Text section »
[START]
A 2019 survey by BDO illustrates this point. While a
whopping 84% of e-Commerce and pure-play retailers consider themselves to be thriving, only 40% of specialty
retailers, 35% of big boxes, 25% of discount stores, and 17% of department
stores claim to be.
The retail bar has been re-set, and there are new table
stakes. Shoppers now have certain “minimum” expectations of a shopping
experience. And retailers who continue to ignore these expectations will likely die.
Of course, things will vary segment by segment. But, after
doing 60-90 minutes of place-based human experience research (stores,
restaurants, airports, museums, theme parks) every day for the past several
years, we consider ourselves to have our ‘finger on the pulse’ of shopper
expectations. We believe there are basic expectations the majority of shoppers
will possess come January 1, 2020. We call them the Fundamental Five,
and you don’t have to break the bank with a massive digital transformation
effort or upend the company with a huge change management initiative to
accomplish them:
1.
Be relevant to my 2020 life;
2.
Unpack the product;
3.
Treat me like you know me;
4.
Let me shop on my terms; and
5.
Give me a reason to come back
Fundamental #1: Be
Relevant To My 2020 Life
Before taking
another single step inside your store, your customers are already weighing a
value exchange. It’s a cage match in the shopper’s brain between the effort of getting
off the couch, navigating traffic and finding a parking spot vs. the joyful
experience of shopping in a physical store that enriches their life in some way.
As expectations continue to rise and convenience becomes more tantalizing, it’s
critical that brick-and-mortars stand for something in the hearts and minds of
their customers if they hope to maintain relevance in a 2020 world.
Table Stakes:
Communicate your company’s purpose through actions and words. Actively engage
on relevant social networks and other public-facing forums.
Plus-Ups: Bring
social engagement inside the store. Commit to a philanthropic cause your
customers are interested in and offer them opportunities to get involved.
You’ll lose if:
…you ignore trends, culture and your key customers’ voice; or if you take more
than a few hours to respond via social networks to customer problems.
First Steps: Assess
your brand’s relevance and meaning to your market. Adjust your brand if
necessary. Become active on social networks and address customer comments and
concerns (good and bad) in less than an hour.
Fundamental #2: Unpack
The Product
The one
significant advantage that brick-and-mortar retailers have over the Amazons of
the world is the ability to shop in a sensory-rich, high-touch, brand immersive
environment. Shoppers love to understand the back stories of the product, love
to engage with the product, and love to envision themselves enjoying the
product. It’s what the 2020 shopper will come to expect from a physical store
visit.
Table Stakes:
Give your customers ample opportunity to try on or try out products with no
commitment. Embrace and be transparent with customer reviews. Allow brands to
communicate their stories inside the
store.
Plus-Ups: Create
cross-category, occasion-based, life story vignettes inside the store. Add
scents, music and other sensory triggers to demarcate and emotionalize the
space. Use digital to show products in different life situations.
You’ll lose if:
…you follow an operations-focused, category-centric (stack-‘em-high-and-let-‘em-fly),
not a customer life-story approach, to merchandizing; or if you charge a
restocking fee.
First Steps: Break
down the silos and communicate with different merchants and departments. Make
the dressing room environment comfortable and welcoming. Exhibit digital
content that shows products being used in real-life situations.
[END]
Provided data »
[START]
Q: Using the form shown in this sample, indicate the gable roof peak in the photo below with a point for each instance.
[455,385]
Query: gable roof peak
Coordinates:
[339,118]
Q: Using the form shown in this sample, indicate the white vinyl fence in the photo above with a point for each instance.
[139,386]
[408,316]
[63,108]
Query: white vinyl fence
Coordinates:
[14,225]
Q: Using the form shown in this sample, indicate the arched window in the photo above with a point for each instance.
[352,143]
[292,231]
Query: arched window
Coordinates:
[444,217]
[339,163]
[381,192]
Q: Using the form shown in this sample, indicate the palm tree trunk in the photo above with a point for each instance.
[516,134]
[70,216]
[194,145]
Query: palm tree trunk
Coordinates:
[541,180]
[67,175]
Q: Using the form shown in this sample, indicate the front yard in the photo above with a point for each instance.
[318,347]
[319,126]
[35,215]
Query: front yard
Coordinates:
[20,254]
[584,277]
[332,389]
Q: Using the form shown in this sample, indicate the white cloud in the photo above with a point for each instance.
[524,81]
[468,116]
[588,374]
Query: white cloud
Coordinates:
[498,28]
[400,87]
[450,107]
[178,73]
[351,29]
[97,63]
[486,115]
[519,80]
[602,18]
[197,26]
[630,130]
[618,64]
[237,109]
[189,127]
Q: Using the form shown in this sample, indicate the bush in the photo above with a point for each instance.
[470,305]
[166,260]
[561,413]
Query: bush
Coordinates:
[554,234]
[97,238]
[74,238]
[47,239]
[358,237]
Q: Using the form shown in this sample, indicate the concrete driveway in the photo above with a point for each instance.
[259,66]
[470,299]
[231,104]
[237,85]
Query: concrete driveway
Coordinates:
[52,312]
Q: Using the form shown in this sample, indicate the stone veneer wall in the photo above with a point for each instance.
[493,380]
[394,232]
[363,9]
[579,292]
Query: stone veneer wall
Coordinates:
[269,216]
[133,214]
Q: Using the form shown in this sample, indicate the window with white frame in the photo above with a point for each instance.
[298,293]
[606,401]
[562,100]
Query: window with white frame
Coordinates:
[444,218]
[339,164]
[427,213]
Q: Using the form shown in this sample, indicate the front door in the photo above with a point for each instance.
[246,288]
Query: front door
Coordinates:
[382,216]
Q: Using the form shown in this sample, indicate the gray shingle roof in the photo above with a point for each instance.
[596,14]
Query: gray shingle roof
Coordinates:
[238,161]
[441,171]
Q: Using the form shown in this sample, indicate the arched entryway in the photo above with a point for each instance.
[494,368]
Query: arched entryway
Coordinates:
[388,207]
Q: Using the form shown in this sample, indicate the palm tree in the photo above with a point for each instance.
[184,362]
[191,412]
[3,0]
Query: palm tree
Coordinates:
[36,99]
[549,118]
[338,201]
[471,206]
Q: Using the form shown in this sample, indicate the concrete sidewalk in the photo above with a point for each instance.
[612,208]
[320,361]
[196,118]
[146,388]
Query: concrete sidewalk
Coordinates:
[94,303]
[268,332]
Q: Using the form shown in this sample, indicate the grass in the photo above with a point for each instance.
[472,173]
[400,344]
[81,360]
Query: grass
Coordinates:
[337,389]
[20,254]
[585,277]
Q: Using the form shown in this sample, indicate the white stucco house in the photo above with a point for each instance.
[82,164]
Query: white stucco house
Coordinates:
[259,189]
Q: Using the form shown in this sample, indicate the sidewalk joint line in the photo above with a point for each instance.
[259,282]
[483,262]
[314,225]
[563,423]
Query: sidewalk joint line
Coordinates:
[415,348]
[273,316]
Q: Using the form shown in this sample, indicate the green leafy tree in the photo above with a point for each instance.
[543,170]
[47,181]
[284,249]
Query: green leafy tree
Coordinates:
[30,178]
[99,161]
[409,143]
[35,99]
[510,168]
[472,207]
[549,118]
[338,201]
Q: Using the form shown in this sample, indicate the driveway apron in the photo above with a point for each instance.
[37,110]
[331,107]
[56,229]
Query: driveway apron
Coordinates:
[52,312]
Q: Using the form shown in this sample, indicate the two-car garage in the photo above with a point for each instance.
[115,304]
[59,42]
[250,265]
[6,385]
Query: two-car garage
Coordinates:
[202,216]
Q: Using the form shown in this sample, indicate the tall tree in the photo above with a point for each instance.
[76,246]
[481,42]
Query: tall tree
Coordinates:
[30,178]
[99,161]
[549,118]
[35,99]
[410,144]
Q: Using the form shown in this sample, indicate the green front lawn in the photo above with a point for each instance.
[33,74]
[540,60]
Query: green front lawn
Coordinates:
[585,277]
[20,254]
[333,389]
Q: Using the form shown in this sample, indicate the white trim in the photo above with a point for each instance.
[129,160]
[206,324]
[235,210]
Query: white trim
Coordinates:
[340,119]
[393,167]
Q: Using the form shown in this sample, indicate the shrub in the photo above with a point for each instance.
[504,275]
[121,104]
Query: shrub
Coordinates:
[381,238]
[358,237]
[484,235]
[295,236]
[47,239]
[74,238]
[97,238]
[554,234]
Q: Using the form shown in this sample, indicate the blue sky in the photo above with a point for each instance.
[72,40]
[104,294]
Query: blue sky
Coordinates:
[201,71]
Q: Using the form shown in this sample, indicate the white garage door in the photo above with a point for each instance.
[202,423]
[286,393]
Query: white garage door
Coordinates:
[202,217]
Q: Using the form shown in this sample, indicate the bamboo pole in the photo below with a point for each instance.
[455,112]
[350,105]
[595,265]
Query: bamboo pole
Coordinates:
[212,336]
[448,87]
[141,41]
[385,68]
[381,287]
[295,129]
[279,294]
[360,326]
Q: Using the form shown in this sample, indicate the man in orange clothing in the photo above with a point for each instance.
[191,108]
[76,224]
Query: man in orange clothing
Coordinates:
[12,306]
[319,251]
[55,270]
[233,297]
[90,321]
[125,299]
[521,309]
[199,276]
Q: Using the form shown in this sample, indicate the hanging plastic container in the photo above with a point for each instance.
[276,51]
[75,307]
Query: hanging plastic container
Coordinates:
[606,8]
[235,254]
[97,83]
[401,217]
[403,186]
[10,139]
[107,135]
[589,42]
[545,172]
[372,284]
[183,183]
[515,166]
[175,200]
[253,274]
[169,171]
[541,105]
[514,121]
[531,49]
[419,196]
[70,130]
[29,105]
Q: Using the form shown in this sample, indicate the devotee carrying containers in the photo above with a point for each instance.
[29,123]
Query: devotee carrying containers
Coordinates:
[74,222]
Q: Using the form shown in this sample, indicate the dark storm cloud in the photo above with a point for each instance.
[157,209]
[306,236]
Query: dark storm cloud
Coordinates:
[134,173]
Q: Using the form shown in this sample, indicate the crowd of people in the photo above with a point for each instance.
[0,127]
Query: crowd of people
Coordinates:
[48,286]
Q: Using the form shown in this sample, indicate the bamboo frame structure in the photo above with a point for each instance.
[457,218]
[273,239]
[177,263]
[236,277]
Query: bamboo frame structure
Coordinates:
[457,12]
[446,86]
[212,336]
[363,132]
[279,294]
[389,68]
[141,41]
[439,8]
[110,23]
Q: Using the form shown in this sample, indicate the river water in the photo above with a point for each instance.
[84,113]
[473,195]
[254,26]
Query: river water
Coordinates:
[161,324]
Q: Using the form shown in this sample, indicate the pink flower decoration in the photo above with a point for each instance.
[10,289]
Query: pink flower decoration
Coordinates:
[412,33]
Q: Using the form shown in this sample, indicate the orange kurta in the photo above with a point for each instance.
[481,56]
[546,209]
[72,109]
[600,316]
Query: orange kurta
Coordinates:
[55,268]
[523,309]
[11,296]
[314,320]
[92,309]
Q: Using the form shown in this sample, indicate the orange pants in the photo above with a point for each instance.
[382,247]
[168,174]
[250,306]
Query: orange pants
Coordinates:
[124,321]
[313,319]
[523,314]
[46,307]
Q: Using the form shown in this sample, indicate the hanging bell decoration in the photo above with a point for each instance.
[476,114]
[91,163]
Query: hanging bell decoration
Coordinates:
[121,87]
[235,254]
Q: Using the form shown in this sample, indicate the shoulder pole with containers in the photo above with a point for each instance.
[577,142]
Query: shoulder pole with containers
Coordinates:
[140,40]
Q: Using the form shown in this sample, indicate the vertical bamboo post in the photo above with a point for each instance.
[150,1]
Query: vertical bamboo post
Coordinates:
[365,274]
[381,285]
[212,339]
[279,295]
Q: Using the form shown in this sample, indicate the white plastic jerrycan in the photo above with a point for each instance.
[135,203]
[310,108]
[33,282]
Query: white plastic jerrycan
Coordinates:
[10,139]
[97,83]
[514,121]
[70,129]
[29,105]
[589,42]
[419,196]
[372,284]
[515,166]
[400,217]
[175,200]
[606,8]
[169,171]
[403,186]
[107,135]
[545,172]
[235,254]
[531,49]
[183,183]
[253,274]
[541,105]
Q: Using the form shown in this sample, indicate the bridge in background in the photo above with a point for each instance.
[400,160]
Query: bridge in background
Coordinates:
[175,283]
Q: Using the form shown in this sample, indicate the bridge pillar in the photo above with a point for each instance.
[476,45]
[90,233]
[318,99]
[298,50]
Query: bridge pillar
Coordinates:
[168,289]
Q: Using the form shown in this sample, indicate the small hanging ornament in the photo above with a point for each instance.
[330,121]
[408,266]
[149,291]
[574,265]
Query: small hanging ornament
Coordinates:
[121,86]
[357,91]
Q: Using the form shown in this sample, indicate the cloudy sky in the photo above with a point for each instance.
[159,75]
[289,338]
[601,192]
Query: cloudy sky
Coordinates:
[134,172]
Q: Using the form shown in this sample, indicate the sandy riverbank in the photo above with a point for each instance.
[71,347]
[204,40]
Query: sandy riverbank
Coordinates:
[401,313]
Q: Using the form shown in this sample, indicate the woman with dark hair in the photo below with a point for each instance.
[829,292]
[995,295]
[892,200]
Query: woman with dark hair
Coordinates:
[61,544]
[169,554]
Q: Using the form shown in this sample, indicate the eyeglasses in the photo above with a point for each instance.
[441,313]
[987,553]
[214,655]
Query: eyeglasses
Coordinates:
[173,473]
[END]
Stated problem » In the retail text, what share of department stores claim to be thriving, according to the 2019 BDO survey? The listing comes from a separate source and is unrelated to the text above.

Right answer » 17%